### Задание
Продолжите беседу о МХАТе и Качалове, которая приведена ниже, начиная сразу после её последней реплики.

### Приведённый текст

* * * * *

Итак, мы снова в эфире. Это «Светлый вечер» с Петром Алешковским. Алексей Вадимович Бартошевич напротив меня, и мы говорим о МХАТе, и мне очень хочется живых людей и живых историй.  

А. Бартошевич 

— Значит, я Вам скажу так.  

П. Алешковский 

— Хотя я готов слушать Вас в любом варианте.  

А. Бартошевич 

— Я Вам скажу так: я не могу забыть лица прохожих на улице Горького, когда я, маленький, шел по улице с Василием Ивановичем Качаловым. Хе-хе, «я шел» — это он со мной шел.  

П. Алешковский 

— Дедушка! 

А. Бартошевич 

— Значит, да, с дедом... Он просто мне сказал: «Лёш, проводи меня до театра». И вот, значит, я шествовал, маленький, с огромным Качаловым. И я не могу забыть глаза людей, которые нас встречали...  

П. Алешковский 

— Ну все равно, как если бы Вы в 60-е годы пошли с Джорджем Харрисоном или с Полом Маккартни.  

А. Бартошевич 

— Ну, что-то в этом роде... 

П. Алешковский 

— Абсолютно так же. Просто сменилась парадигма.  

А. Бартошевич 

— Конечно... 

П. Алешковский 

— Сегодня это должна быть Мадонна или Пугачева, а тогда это был театр.  

А. Бартошевич 

— Тогда это было Качалов. То есть на него смотрели с благоговением, и не просто с благоговением, потому что в этом благоговении не было ни доли... 

П. Алешковский 

— Ни капли лести.  

А. Бартошевич 

— ...не было ни доли такого: «Ах-ах-ах, смотри, какая знаменитость! Дай-ка, я расскажу вечером об этом приятелям!». Нет-нет, это было благоговение и благодарность за сам факт того, что такие люди еще существуют. «А стало быть, и моя (его, прохожего) жизнь тоже небезнадежна».  

П. Алешковский 

— Стоп. А вот что это значит? Вот давайте попробуем какой-то анализ, я хочу, чтобы Вы провели. Вот Вы сказали: «Такие люди еще существуют». Ну, играет человек Гамлета, скажем, во МХАТе. Далеко не все его видели, но многие видели. Знают, что есть такой актер Качалов, который снимается в кино.  

А. Бартошевич 

— Довольно мало снимался и не очень удачно.  

П. Алешковский 

— Довольно мало, да. Значит, но имя Качалова всем известно.  

А. Бартошевич 

— Ну, это... 

П. Алешковский 

— Вот что это такое, как Вы думаете? Почему актер является, ну, таким носителем какого-то... какой-то справедливости, скажем так? 

А. Бартошевич 

— Ну, для людей того поколения, которые нас встречали на улице, понятно — это свидетельство того, что еще не все умерло в русской культуре, что еще есть какие-то осколки старого мира, старой жизни, старой культуры, старой классической культуры, которые, может быть... 

П. Алешковский 

— ...возродятся.

* * * * *

### Приведённый перечень
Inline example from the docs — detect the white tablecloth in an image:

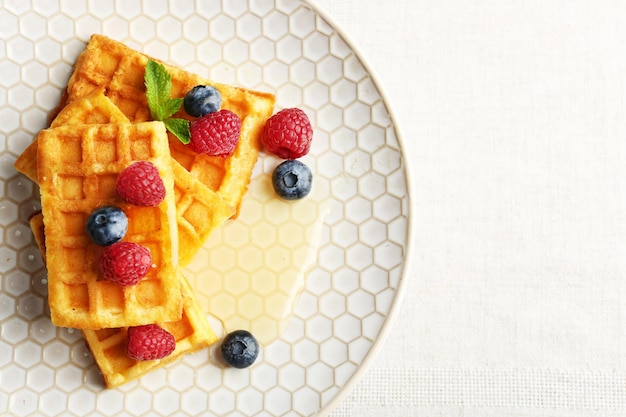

* * * * *

### Ответ к заданию
А. Бартошевич 

— ...там еще дадут стимул к возрождению. Я думаю, в этом, с одной стороны. С другой стороны, Качалова обожали и в дореволюционной Москве. Он был одним из богов русской интеллигенции. Да, он был актером-интеллигентом. В нем не было ничего такого выспренне актерского, в нем не было ничего каботинского, он был человек, в общем, очень скромный и несколько своей слабости стеснявшийся. Но у него, помимо драматического таланта, было невероятное человеческое обаяние, какой-то свет, который он излучал. И этот свет действовал на всех. Конечно, одна из прекраснейших актрис, Софья Владимировна Гиацинтова, которая в молодости училась в школе Адашева, который был связан с Художественным театром, когда еще была гимназисткой, как и другие ее приятельницы-гимназистки, она фотографии Качалова приклеивала на обратную сторону откидывавшихся парт.  

П. Алешковский 

— Чтоб любоваться потихоньку.  

А. Бартошевич 

— Да, чтобы любоваться во время занятий. И когда она уже стала совсем-совсем молодой еще актрисой, и по спектаклю, где она играла вместе с Качаловым, который играл главную роль (а она играла какую-то крошечную роль какой-то горничной), и, по спектаклю, ей надо было поцеловаться с Качаловым, и она в мемуарах — старая женщина! — описывает, что она тогда переживала, какой это был головокружительный восторг и как потом ей завидовали. И так далее. Конечно, у Качалова были и такие поклонницы в современном, противном смысле слова. Были и такие. И все-таки преобладание было совсем других. Я говорю о Качалове, но я мог бы сказать то же самое о Москвине. Я уж не говорю о Станиславском. Когда эта величественная седовласая фигура появлялась не только на сцене, но и в жизни, не за кулисами, а просто на улице, то люди снимали шляпы. Люди снимали шляпы, потому что они чувствовали близость какой-то другой жизни, какого-то другого духовного уровня жизни — вне зависимости от того, был ли Станиславский верующим. Он был верующим. Вне зависимости от этого, они чувствовали, что к ним приближается, ну, что-то... 

П. Алешковский 

— ...божественное.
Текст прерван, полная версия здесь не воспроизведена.